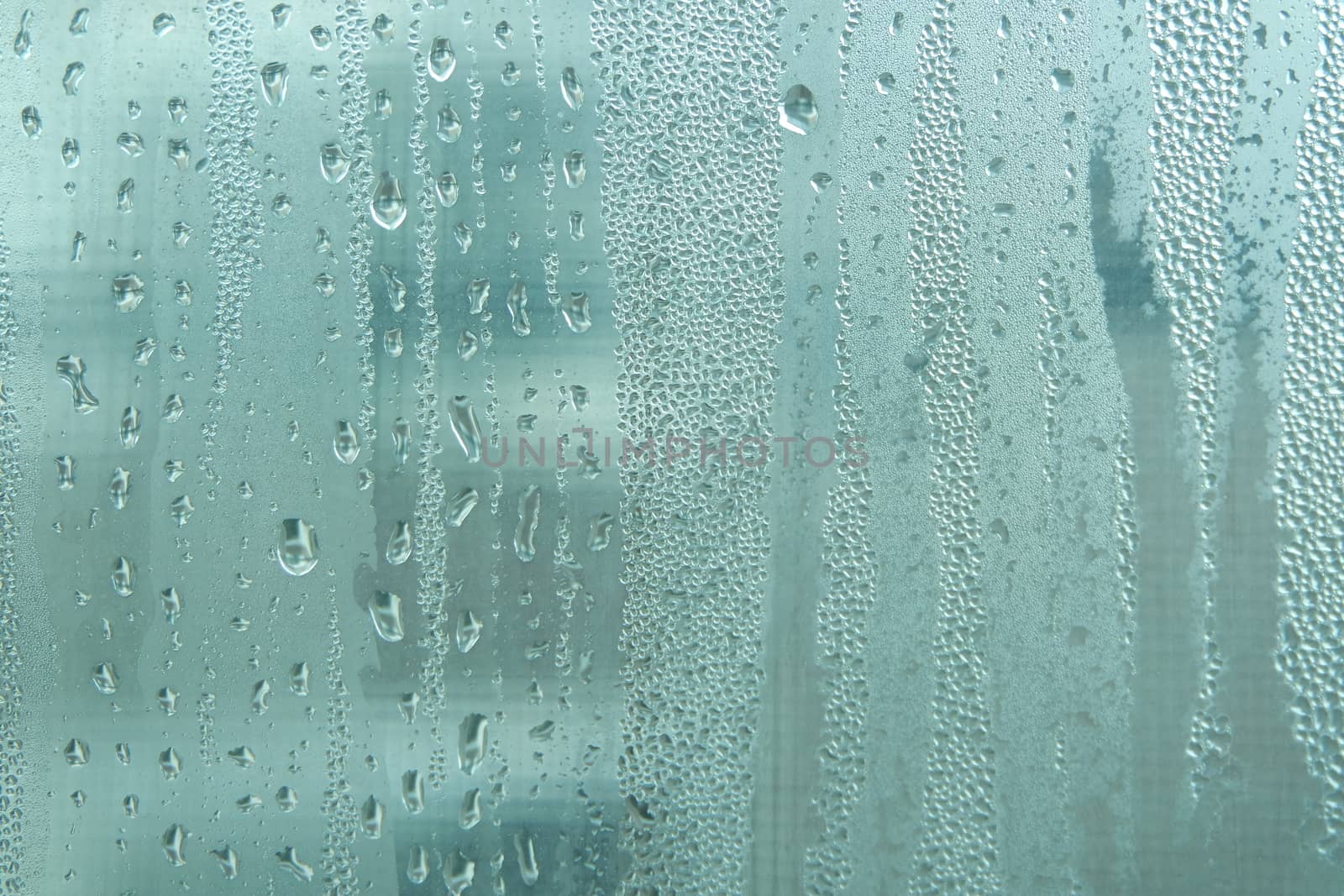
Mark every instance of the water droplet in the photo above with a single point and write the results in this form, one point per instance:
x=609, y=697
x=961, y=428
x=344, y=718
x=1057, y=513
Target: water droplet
x=24, y=39
x=526, y=851
x=799, y=110
x=468, y=631
x=228, y=862
x=461, y=506
x=575, y=170
x=575, y=312
x=385, y=609
x=387, y=206
x=260, y=701
x=65, y=473
x=470, y=743
x=371, y=819
x=105, y=679
x=71, y=369
x=459, y=872
x=477, y=293
x=129, y=427
x=171, y=605
x=31, y=121
x=297, y=547
x=77, y=752
x=600, y=532
x=441, y=60
x=299, y=679
x=400, y=543
x=382, y=105
x=517, y=305
x=528, y=515
x=120, y=488
x=467, y=344
x=465, y=427
x=571, y=89
x=449, y=128
x=401, y=441
x=335, y=163
x=179, y=154
x=275, y=82
x=417, y=864
x=174, y=842
x=289, y=860
x=382, y=27
x=470, y=812
x=71, y=81
x=447, y=190
x=123, y=577
x=127, y=196
x=413, y=792
x=346, y=445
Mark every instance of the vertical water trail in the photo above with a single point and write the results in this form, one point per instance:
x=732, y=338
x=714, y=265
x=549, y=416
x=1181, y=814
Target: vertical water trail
x=1198, y=51
x=11, y=746
x=339, y=812
x=958, y=833
x=1310, y=472
x=850, y=564
x=1050, y=417
x=683, y=102
x=234, y=179
x=430, y=537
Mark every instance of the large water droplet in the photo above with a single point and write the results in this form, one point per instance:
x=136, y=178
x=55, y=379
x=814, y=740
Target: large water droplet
x=275, y=82
x=297, y=547
x=799, y=110
x=386, y=611
x=400, y=543
x=571, y=89
x=387, y=204
x=335, y=163
x=441, y=60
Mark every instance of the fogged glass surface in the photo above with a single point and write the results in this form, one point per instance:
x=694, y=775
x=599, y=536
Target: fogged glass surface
x=680, y=448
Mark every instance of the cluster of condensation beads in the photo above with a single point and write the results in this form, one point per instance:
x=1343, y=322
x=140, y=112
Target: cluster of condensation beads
x=851, y=564
x=956, y=851
x=1198, y=51
x=689, y=100
x=11, y=747
x=1310, y=476
x=233, y=177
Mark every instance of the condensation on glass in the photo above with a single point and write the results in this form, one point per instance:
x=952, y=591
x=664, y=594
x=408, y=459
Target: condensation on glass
x=698, y=448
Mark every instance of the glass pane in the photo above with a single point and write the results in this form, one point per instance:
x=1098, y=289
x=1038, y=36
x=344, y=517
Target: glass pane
x=690, y=448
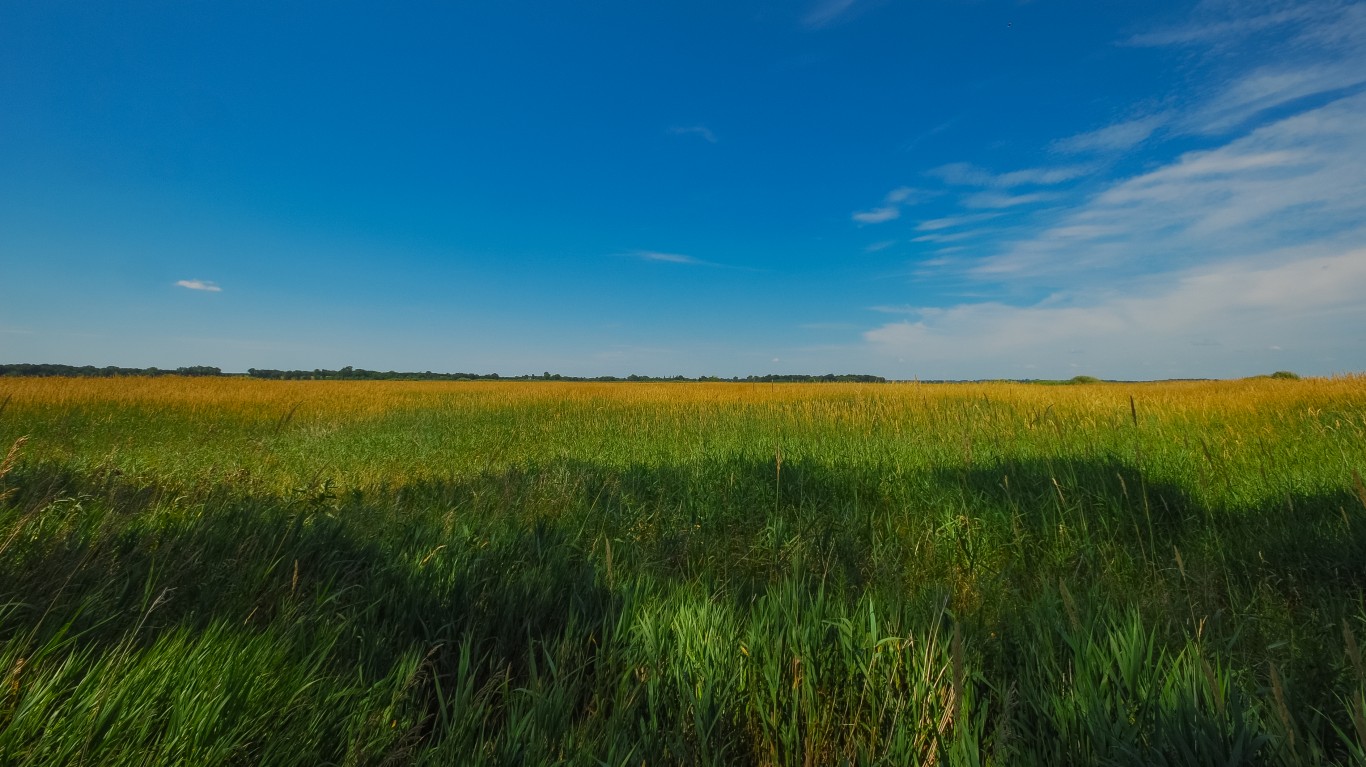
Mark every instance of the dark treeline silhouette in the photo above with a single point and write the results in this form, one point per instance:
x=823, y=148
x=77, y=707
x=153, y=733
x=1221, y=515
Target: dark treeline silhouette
x=359, y=373
x=92, y=372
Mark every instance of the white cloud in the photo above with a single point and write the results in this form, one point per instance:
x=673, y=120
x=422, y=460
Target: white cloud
x=952, y=222
x=999, y=200
x=1292, y=182
x=967, y=174
x=694, y=130
x=891, y=207
x=1118, y=137
x=1269, y=88
x=825, y=12
x=1204, y=321
x=200, y=285
x=665, y=257
x=1209, y=28
x=877, y=215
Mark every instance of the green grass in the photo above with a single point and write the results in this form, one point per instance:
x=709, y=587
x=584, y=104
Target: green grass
x=686, y=574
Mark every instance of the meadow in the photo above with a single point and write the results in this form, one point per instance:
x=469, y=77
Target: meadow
x=245, y=572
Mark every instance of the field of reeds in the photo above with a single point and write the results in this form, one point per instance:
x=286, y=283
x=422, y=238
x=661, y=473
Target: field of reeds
x=243, y=572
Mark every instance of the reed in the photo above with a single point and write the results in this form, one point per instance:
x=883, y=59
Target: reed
x=223, y=570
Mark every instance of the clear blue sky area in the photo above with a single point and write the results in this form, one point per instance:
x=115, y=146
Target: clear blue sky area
x=933, y=189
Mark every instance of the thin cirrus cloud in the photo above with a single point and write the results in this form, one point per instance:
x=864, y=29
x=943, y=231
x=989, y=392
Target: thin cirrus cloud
x=1001, y=200
x=1294, y=182
x=954, y=222
x=200, y=285
x=1118, y=137
x=967, y=174
x=1220, y=319
x=827, y=12
x=702, y=131
x=891, y=207
x=667, y=257
x=1210, y=261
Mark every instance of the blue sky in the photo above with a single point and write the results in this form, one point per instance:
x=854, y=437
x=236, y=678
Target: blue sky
x=936, y=190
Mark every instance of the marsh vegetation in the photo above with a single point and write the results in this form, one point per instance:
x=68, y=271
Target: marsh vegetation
x=247, y=572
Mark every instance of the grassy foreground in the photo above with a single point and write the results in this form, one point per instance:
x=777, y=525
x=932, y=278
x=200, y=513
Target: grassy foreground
x=239, y=572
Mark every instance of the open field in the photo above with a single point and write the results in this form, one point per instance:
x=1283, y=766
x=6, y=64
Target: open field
x=245, y=572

Directions> Above are the entries. Output exactly the lines beginning with the line that has "x=961, y=428" and ending with the line that has "x=1181, y=814".

Task answer>
x=961, y=428
x=344, y=718
x=1057, y=513
Target: water droplet
x=24, y=39
x=526, y=851
x=799, y=110
x=468, y=631
x=228, y=862
x=461, y=506
x=575, y=170
x=575, y=312
x=385, y=609
x=387, y=206
x=260, y=701
x=65, y=473
x=470, y=743
x=371, y=819
x=105, y=679
x=71, y=369
x=459, y=872
x=477, y=293
x=129, y=427
x=171, y=605
x=31, y=121
x=297, y=547
x=77, y=752
x=600, y=532
x=441, y=60
x=299, y=679
x=400, y=543
x=382, y=105
x=517, y=305
x=528, y=515
x=120, y=488
x=467, y=344
x=465, y=427
x=571, y=89
x=449, y=128
x=401, y=441
x=335, y=163
x=179, y=154
x=275, y=82
x=417, y=864
x=174, y=842
x=289, y=860
x=382, y=27
x=470, y=812
x=71, y=81
x=447, y=190
x=123, y=577
x=127, y=196
x=413, y=792
x=346, y=445
Mark every instance of the vertical water trail in the photo above with a single point and write the results in this form, one point per instance:
x=732, y=338
x=714, y=265
x=549, y=416
x=1181, y=814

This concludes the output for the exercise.